── Data provided

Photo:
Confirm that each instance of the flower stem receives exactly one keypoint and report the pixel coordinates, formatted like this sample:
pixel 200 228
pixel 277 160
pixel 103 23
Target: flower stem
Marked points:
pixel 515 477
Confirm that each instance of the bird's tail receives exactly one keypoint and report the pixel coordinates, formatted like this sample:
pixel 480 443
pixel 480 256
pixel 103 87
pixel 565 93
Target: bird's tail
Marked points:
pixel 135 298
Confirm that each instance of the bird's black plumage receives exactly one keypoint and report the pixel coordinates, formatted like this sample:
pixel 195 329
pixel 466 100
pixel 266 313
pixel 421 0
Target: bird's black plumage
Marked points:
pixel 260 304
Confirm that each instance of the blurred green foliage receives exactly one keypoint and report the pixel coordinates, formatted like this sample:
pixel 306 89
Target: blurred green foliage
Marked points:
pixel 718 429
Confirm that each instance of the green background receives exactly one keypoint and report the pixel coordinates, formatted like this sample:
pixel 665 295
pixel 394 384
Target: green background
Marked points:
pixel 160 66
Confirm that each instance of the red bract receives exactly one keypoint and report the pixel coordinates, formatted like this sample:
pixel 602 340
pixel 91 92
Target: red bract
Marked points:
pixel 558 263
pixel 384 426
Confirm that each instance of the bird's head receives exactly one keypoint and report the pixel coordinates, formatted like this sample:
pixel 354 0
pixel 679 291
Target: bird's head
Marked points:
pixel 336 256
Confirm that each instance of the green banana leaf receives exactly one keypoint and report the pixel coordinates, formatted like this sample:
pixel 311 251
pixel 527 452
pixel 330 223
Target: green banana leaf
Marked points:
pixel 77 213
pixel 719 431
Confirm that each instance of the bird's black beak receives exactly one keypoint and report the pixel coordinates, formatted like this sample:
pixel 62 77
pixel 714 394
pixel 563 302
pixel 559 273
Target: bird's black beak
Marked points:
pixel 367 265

────

§ **Given request**
Copy all of the entries above word for word, keeping every line as it appears.

§ **Task response**
Photo:
Confirm that each instance of the flower stem receives exactly one keypoint and report the pixel coordinates, formatted like this sample:
pixel 200 228
pixel 277 160
pixel 103 23
Target: flower stem
Marked points:
pixel 515 477
Confirm that each instance of the bird's tail receives exactly one keypoint and report the pixel coordinates, formatted like this sample:
pixel 480 443
pixel 480 256
pixel 103 87
pixel 565 93
Target: bird's tail
Marked points:
pixel 135 298
Confirm that each instance of the bird's black plumage receives exactly one keypoint and report the pixel coordinates, formatted like this sample:
pixel 195 329
pixel 466 100
pixel 266 313
pixel 421 0
Target: bird's black plumage
Marked points:
pixel 260 304
Confirm that each instance of the blurred green foliage receives exactly one keypoint and report the pixel coordinates, formatted like this sample:
pixel 306 89
Target: blurred green foliage
Marked points:
pixel 718 429
Confirm that each instance of the green background receives exactly one keypoint and report the pixel coordinates, formatted like this sample:
pixel 665 295
pixel 394 384
Target: green background
Marked points:
pixel 160 66
Confirm that each instance of the red bract receives exactly one keypoint and report the pixel coordinates, formatted like this sample:
pixel 602 340
pixel 91 92
Target: red bract
Marked points:
pixel 558 263
pixel 384 426
Confirm that each instance of the bird's head receives exactly one keypoint and report the pixel coordinates, formatted like this sample:
pixel 354 0
pixel 679 291
Target: bird's head
Marked points:
pixel 336 256
Confirm that each instance of the green banana leaf receives exactly one keypoint and report the pixel coordinates, formatted like this sample:
pixel 311 251
pixel 527 452
pixel 330 223
Target: green banana leaf
Marked points:
pixel 77 213
pixel 719 431
Confirm that each instance of the bird's black beak receives exactly one keypoint and report the pixel coordinates, formatted like this sample:
pixel 62 77
pixel 714 394
pixel 563 302
pixel 559 273
Target: bird's black beak
Marked points:
pixel 367 265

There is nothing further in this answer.